(Stored dataset items)

* start *

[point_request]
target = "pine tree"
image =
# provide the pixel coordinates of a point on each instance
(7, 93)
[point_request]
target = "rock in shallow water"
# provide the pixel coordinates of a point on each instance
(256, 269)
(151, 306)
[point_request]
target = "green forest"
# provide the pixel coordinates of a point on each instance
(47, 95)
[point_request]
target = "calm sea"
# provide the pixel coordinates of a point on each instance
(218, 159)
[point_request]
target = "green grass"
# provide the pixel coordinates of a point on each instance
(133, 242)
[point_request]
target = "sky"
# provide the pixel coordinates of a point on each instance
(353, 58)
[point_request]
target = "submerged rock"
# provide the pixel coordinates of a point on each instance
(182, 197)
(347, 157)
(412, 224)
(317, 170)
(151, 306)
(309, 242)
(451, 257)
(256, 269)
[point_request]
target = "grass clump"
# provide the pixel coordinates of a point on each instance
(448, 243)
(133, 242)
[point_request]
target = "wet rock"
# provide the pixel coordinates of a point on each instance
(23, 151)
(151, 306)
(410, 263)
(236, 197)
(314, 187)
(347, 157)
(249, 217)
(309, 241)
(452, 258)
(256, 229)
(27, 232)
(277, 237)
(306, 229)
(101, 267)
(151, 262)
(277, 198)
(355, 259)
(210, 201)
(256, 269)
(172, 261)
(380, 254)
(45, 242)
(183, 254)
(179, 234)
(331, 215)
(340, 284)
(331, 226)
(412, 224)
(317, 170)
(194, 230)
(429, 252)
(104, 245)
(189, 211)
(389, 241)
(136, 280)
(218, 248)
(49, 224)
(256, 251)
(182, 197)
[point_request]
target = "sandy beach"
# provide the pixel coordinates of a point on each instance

* end *

__WORK TO DO__: Print back all the lines verbatim.

__EXERCISE ANSWER__:
[point_request]
target = "pine tree"
image =
# provide the pixel coordinates of a point on each instance
(7, 93)
[point_request]
target = "rock in shallow water"
# provide the pixel coordinates of a point on each instance
(256, 269)
(151, 306)
[point_request]
target = "green forest"
# provide the pixel coordinates of a point on each instance
(47, 95)
[point_request]
target = "calm sea"
# provide the pixel coordinates of a point on each instance
(218, 159)
[point_request]
target = "green grass"
# provide the pixel coordinates of a point on each instance
(133, 242)
[point_request]
target = "sky"
# provide the pixel coordinates of a point on each instance
(353, 58)
[point_request]
target = "submerged rock"
# provide the pixel coordinates of a point on each instance
(182, 197)
(347, 157)
(412, 224)
(317, 170)
(151, 306)
(309, 242)
(451, 257)
(256, 269)
[point_request]
target = "grass clump"
# provide the pixel coordinates of a point on each instance
(448, 243)
(133, 242)
[point_request]
target = "wet rock"
# provide the pixel coordinates of a point on each instance
(23, 151)
(151, 306)
(410, 263)
(236, 197)
(314, 187)
(347, 157)
(249, 217)
(309, 241)
(452, 258)
(256, 229)
(27, 232)
(277, 237)
(306, 229)
(101, 267)
(151, 262)
(277, 198)
(355, 259)
(210, 201)
(256, 269)
(172, 261)
(380, 254)
(45, 242)
(183, 254)
(179, 234)
(331, 215)
(340, 284)
(331, 226)
(412, 224)
(317, 170)
(194, 230)
(429, 252)
(104, 245)
(189, 211)
(389, 241)
(136, 280)
(218, 248)
(49, 224)
(256, 251)
(182, 197)
[point_request]
target = "sandy beach"
# provide the pixel coordinates of a point on each instance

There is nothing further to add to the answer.